31 October 2009

Samuel Sewall: Salem witch judge

Samuel Sewall by Smybert
Samuel Sewall (1652-1730) was a devout Puritan, a Boston merchant, and a magistrate who was actively engaged in his community. The reason we know so much about him was that for most of his life he kept a diary. He detailed the sermons of the day, his travels, his mercantile interests, politics, deaths, and private musingsthe minutiae of life in colonial America. But oddly enough, he wrote very little about being one of the nine judges that made up the Court of Oyer and Terminer in 1692 Salem, Massachusetts.

Sewall received a Master’s degree in Divinity from Harvard College in 1674, but never became a minister like many of his classmates. Perhaps it’s because in order to become a member of the Puritan church, he had to tell the congregation of a personal conversion, an experience that proved God’s saving grace. Apparently, Sewall believed the more dramatic, the better. He had religious doubts and overcame them, rather than experiencing a change, a leap of faith. Although he became a “visible saint,” with church membership and full communion, he didn’t always feel worthy of the status.

He also believed, like other Puritans did, that bad things happen to show God’s displeasure. It was personal, between man and God. The death of his young son Henry, Sewall believed, was God’s punishment to him as a parent. Since Sewall had 14 children, and only six survived childhood, he had a lot of guilt for earning God’s wrath.

(Saved entries)
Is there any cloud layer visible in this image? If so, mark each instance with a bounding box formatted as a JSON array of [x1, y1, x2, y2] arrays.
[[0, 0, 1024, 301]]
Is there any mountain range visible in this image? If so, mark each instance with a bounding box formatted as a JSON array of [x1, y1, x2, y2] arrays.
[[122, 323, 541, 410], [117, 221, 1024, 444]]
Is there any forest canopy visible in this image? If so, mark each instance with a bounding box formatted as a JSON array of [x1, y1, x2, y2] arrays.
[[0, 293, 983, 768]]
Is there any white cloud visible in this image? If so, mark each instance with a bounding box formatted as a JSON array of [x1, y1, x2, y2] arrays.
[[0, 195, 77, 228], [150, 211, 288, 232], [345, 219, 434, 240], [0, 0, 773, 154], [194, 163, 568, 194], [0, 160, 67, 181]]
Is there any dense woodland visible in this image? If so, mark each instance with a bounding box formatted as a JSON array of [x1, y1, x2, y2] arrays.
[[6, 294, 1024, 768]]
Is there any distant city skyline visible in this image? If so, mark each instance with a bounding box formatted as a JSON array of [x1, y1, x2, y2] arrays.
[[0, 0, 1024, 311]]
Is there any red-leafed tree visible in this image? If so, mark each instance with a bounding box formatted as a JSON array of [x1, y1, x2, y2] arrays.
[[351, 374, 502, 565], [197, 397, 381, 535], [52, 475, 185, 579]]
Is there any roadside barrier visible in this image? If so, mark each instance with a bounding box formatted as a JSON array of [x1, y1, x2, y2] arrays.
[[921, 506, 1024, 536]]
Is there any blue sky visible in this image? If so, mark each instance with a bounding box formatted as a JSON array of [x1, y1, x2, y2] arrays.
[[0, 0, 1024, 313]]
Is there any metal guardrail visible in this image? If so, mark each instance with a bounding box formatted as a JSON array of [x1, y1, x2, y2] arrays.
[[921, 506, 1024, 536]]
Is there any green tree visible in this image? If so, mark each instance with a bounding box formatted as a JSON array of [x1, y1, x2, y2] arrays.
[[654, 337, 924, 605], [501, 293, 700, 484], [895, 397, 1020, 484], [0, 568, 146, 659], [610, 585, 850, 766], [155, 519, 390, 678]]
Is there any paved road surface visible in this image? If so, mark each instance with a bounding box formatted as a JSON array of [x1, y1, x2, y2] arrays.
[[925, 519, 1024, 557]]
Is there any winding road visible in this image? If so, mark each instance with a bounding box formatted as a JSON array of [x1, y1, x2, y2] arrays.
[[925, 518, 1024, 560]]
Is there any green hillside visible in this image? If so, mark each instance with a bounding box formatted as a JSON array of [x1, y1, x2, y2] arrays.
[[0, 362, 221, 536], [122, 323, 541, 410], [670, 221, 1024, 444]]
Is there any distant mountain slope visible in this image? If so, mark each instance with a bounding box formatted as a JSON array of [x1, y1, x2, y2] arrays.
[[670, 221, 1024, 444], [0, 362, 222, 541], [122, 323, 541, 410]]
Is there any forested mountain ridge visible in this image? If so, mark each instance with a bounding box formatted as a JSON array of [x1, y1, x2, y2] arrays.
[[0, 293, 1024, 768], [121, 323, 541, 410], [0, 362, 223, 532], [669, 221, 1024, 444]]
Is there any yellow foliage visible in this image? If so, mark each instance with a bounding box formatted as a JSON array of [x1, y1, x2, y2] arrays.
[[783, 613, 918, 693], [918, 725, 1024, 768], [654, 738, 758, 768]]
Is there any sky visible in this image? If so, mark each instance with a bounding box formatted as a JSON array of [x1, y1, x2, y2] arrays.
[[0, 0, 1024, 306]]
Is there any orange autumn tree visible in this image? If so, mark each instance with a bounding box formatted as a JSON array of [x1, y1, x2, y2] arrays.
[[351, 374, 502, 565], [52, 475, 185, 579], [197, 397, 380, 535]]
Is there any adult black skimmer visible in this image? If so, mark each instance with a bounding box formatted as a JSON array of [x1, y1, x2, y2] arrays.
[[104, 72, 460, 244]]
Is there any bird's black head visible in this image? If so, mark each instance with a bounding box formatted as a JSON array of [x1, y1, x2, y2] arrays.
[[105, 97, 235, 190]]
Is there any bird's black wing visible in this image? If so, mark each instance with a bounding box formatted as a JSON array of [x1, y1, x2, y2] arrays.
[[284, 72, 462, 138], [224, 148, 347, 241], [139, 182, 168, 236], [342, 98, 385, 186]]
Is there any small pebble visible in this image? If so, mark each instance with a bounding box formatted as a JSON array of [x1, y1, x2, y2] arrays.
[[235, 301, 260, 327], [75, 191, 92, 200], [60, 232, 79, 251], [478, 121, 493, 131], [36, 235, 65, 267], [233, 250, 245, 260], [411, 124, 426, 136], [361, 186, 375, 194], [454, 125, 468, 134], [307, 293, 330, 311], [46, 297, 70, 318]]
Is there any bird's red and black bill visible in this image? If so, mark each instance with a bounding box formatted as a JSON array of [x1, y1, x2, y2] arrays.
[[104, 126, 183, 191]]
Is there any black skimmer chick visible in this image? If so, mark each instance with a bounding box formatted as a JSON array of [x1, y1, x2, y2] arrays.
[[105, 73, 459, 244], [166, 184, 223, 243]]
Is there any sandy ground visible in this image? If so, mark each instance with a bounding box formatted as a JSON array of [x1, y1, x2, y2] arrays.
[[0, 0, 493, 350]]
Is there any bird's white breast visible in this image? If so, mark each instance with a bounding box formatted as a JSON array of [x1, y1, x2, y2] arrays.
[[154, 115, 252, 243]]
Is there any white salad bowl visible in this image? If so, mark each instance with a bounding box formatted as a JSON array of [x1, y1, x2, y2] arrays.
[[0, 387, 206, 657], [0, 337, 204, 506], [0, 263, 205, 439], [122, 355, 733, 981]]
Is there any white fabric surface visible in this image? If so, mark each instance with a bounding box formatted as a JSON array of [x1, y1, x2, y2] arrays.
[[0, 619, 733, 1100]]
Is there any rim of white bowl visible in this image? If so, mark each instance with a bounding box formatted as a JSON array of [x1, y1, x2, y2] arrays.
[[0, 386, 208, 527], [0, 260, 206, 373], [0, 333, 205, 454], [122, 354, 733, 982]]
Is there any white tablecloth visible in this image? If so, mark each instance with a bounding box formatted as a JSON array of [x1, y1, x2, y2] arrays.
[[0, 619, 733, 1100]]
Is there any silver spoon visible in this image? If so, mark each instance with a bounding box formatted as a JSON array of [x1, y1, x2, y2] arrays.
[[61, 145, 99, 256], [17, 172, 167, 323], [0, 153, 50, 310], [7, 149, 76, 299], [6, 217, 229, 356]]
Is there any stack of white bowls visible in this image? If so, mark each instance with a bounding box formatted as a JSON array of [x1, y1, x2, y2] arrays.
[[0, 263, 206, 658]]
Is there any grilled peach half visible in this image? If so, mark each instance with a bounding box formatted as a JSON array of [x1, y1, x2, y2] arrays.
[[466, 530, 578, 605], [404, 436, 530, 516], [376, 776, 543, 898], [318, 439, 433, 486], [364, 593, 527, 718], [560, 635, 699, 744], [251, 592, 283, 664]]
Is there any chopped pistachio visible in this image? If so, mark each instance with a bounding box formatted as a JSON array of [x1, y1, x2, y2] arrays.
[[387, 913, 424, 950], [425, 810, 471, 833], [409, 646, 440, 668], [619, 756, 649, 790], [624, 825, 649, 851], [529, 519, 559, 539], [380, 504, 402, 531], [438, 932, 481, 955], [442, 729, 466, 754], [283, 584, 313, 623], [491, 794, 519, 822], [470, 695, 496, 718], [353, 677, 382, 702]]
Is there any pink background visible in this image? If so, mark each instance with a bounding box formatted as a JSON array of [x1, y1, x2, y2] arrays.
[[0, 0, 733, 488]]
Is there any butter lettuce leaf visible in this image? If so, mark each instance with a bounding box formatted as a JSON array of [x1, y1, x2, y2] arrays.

#### DIRECTION A:
Decide whether each statement agrees with the Samuel Sewall passage, answering yes or no and quoting the words from the passage that settle it: (i) Sewall earned a Master's degree in Divinity from Harvard College in 1674. (ii) Sewall became a minister, as many of his classmates did. (iii) All 14 of Sewall's children survived childhood.
#### DIRECTION B:
Extend the Samuel Sewall passage by writing on from its final sentence.

#### EXPECTED ANSWER A:
(i) Yes: "Sewall received a Master’s degree in Divinity from Harvard College in 1674"
(ii) No: "but never became a minister like many of his classmates"
(iii) No: "Since Sewall had 14 children, and only six survived childhood"

#### EXPECTED ANSWER B:
Sewall believed in the existence of witches and probably heard from some Puritan ministers that witches were being used by the Devil to destroy the Puritan church. Even though the witch trials ended in 1693, calamities continued to strike at Sewall and the colony. And for that, the Massachusetts government decided to hold a public day of fasting and prayer in 1697. On that day, Sewall publicly repented for his role as a Salem witch judge and asked God to stop punishing him for it.

The minister of the Third Church in Boston read Sewall’s confession to the congregation. “Samuel Sewall, sensible of the reiterated strokes of God upon himself and family and being sensible that as to the guilt contracted upon the opening of the late Commission of Oyer and Terminer at Salem (to which the order for this day relates), he is, upon many accounts more concerned than any he knows of, and desires to take the blame and shame of it, asking pardon of men, and especially desiring prayers that God, who has unlimited authority, would pardon that sin and all other of his sins, personal and relative, and according to His infinite benignity and sovereignty, not visit the sin of him, or of any other, upon himself or any of his, nor upon the land. But that He would powerfully defend him against all temptations to sin, for the future; and to vouchsafe him the efficacious, saving conduct of His word and spirit.”

Today, we remember Sewall as the Salem Witch Judge, not because he was an active and vocal member of the court
like William Stoughton and John Hathornebut because of his confession. Twelve jury members also confessed their guilt on this day, but none of the other judges did. Sewall would have hated the moniker Salem Witch Judge, but it was just one more thing he would have to bear, much like the hair shirt Sewall's descendants claimed he wore for the rest of his life to remind him of his guilt in sending innocent people to their deaths.

For further reading:

Salem Witch Judge: The Life and Repentance of Samuel Sewall by Eve LaPlante

Judge Sewall's Apology: The Salem Witch Trials and the Forming of an American Conscience by Richard Francis


20 October 2009

Massachusetts 1865 state census index and images online

Federal censuses are great tools for finding families at a given time and place, especially when vital records are not available. Some states, such as Massachusetts and Rhode Island, also created their own state censuses for representation purposes midway between federal census dates.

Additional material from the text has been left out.